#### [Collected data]
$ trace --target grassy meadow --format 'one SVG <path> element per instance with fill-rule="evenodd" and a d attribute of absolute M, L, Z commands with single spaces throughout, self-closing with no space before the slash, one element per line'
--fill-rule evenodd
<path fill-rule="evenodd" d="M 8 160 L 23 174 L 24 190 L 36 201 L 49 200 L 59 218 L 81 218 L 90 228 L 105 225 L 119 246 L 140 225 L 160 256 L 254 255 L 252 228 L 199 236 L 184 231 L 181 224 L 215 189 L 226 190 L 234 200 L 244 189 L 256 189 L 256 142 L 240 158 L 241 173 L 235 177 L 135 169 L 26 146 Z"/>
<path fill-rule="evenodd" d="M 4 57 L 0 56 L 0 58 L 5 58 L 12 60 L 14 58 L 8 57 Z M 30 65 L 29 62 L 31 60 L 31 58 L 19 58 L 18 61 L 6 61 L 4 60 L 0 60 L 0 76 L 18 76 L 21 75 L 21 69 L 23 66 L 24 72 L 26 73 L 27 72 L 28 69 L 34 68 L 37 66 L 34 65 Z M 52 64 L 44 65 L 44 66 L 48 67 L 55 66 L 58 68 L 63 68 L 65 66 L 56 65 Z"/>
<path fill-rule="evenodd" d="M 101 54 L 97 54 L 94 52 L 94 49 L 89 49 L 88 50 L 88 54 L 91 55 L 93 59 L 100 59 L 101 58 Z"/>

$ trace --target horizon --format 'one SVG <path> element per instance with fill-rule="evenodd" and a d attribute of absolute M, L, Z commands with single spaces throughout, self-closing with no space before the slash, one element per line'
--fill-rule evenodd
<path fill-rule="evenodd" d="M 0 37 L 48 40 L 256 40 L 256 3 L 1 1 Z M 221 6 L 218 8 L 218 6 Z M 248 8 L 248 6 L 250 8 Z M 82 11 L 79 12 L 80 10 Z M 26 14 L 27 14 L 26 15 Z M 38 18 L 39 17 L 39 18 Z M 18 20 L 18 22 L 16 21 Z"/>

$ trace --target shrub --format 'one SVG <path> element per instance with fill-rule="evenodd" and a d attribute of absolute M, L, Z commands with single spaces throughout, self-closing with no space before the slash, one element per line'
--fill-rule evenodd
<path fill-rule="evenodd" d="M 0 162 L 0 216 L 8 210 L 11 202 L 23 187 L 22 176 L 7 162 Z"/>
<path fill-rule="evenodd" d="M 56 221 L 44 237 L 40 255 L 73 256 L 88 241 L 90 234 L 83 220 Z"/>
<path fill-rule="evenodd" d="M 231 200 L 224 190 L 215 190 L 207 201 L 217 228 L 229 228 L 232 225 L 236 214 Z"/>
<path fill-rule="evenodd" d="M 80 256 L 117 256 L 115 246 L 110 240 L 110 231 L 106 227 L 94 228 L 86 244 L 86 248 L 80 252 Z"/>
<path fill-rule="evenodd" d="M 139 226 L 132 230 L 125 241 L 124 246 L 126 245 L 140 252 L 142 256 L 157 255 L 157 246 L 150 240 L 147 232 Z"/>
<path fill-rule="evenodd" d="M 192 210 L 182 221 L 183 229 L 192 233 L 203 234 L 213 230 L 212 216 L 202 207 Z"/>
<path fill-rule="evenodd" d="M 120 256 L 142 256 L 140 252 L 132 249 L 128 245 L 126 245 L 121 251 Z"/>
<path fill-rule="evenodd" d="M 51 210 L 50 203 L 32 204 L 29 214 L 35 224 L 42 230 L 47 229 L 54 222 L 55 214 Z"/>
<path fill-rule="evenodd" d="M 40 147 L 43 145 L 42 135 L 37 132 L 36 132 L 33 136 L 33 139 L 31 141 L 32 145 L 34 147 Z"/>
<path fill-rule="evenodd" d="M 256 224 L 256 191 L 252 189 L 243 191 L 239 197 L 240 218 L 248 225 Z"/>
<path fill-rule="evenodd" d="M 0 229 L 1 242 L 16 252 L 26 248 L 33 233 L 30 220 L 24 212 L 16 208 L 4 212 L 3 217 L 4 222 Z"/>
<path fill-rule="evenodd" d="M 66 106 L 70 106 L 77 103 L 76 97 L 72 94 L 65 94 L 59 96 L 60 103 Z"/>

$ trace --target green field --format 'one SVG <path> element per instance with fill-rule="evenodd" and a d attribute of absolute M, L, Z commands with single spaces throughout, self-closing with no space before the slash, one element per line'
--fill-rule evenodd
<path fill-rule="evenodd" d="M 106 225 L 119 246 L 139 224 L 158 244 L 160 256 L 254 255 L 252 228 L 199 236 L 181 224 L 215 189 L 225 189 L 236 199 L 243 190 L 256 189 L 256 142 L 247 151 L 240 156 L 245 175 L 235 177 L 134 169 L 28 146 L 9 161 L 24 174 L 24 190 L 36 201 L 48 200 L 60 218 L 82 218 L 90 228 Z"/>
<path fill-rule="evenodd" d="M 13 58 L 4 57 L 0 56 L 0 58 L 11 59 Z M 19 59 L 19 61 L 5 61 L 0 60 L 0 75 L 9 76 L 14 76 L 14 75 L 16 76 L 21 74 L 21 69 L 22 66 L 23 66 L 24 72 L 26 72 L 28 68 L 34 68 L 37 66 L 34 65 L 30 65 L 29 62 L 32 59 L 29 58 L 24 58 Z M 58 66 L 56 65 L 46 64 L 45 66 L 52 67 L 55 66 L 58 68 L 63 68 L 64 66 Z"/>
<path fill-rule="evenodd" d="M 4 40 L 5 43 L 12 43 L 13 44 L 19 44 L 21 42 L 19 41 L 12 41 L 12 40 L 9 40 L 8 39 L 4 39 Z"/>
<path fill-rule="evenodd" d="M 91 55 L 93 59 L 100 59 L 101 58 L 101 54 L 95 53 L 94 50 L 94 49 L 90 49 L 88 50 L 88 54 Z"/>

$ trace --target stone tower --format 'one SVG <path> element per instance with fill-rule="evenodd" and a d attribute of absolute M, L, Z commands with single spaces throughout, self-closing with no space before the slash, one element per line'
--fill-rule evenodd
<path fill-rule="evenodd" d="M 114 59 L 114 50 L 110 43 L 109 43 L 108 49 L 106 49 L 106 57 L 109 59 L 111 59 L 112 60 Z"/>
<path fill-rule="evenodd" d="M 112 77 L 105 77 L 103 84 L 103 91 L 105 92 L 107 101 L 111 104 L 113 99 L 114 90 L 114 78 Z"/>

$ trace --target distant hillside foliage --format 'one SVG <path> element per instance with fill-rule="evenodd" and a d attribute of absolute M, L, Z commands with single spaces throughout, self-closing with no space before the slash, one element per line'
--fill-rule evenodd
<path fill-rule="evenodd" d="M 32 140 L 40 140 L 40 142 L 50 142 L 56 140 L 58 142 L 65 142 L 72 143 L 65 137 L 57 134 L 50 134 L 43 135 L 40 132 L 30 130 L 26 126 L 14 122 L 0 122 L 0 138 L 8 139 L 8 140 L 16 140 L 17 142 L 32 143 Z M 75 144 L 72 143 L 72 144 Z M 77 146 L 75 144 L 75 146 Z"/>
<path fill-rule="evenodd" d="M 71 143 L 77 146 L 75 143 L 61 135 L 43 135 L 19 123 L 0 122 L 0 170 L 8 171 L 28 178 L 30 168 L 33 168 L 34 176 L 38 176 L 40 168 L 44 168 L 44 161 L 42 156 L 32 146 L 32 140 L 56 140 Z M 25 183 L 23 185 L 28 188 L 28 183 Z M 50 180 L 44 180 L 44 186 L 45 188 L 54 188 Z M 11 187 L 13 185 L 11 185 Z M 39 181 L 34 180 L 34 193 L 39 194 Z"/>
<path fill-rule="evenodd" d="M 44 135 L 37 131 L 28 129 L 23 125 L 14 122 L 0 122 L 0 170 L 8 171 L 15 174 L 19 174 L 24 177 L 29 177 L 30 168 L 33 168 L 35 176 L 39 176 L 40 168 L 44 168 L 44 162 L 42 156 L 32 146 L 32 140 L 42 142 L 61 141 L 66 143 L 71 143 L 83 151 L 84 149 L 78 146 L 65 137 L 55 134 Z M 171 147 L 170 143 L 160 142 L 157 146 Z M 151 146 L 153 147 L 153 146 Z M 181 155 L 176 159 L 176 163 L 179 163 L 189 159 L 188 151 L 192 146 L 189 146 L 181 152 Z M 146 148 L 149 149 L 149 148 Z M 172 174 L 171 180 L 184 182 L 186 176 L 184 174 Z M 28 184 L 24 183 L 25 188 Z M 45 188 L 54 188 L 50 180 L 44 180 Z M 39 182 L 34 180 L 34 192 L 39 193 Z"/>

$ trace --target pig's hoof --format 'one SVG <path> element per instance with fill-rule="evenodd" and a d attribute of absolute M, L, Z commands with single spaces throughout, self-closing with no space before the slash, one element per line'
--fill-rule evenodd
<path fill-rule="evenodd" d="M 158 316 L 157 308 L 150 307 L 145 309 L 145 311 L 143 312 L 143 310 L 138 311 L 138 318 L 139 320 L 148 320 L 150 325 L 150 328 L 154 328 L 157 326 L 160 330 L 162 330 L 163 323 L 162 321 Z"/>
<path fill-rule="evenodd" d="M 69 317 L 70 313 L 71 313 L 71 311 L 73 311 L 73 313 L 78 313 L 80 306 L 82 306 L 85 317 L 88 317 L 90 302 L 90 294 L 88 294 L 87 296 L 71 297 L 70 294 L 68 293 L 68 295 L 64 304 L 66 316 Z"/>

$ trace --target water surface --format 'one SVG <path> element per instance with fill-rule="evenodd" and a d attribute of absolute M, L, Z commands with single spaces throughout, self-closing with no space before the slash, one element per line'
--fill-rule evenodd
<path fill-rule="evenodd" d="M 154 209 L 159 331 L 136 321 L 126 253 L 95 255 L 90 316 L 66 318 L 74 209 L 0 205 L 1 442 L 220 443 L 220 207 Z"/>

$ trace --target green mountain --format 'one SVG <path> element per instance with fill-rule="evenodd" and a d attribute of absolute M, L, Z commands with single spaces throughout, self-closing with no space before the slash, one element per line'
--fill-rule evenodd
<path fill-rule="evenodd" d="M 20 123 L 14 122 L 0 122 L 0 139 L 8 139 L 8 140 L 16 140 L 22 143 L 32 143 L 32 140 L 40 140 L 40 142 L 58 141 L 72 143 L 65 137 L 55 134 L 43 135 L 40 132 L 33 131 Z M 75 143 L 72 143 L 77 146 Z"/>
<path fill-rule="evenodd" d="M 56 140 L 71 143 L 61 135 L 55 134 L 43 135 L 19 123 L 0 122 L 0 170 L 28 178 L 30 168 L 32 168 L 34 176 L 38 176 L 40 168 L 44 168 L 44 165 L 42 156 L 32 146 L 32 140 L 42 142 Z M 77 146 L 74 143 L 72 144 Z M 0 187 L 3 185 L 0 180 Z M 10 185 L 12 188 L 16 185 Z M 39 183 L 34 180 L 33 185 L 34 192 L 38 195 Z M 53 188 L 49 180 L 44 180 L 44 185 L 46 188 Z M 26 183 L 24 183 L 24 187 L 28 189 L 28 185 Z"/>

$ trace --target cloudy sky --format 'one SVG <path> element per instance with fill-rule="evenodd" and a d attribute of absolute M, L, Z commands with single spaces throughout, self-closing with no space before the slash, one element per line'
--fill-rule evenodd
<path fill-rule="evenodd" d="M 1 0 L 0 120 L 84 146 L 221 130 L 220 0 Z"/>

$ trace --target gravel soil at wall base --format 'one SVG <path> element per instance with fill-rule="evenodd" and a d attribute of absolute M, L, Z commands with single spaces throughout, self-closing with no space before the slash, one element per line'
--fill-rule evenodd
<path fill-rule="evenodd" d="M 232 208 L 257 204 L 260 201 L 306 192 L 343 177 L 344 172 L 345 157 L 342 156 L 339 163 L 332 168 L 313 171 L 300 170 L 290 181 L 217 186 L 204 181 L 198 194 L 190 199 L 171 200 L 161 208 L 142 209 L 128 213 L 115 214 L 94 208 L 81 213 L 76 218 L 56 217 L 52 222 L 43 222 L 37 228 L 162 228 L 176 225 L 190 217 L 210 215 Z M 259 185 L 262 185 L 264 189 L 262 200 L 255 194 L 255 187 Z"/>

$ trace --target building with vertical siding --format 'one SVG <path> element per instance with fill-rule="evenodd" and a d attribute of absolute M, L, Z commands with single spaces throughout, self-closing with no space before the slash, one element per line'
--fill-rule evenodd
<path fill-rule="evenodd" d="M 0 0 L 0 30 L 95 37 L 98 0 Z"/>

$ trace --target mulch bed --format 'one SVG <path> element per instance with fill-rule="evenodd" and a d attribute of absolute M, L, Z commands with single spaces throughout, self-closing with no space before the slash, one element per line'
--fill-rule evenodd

#### [The exercise]
Edit the records starting with the line that contains "--target green mountain" and going on through the line that contains "20 123 L 14", so that "green mountain" becomes "forested ridge". Return only those lines, with everything else left unchanged.

#### [Exercise answer]
$ trace --target forested ridge --format 'one SVG <path> element per instance with fill-rule="evenodd" and a d attribute of absolute M, L, Z commands with single spaces throughout, self-closing with no space before the slash, one element per line'
--fill-rule evenodd
<path fill-rule="evenodd" d="M 20 123 L 14 122 L 0 122 L 0 139 L 8 139 L 8 140 L 16 140 L 22 143 L 32 143 L 32 140 L 40 140 L 40 142 L 58 141 L 72 143 L 65 137 L 55 134 L 43 135 L 40 132 L 33 131 Z M 75 143 L 72 143 L 77 146 Z"/>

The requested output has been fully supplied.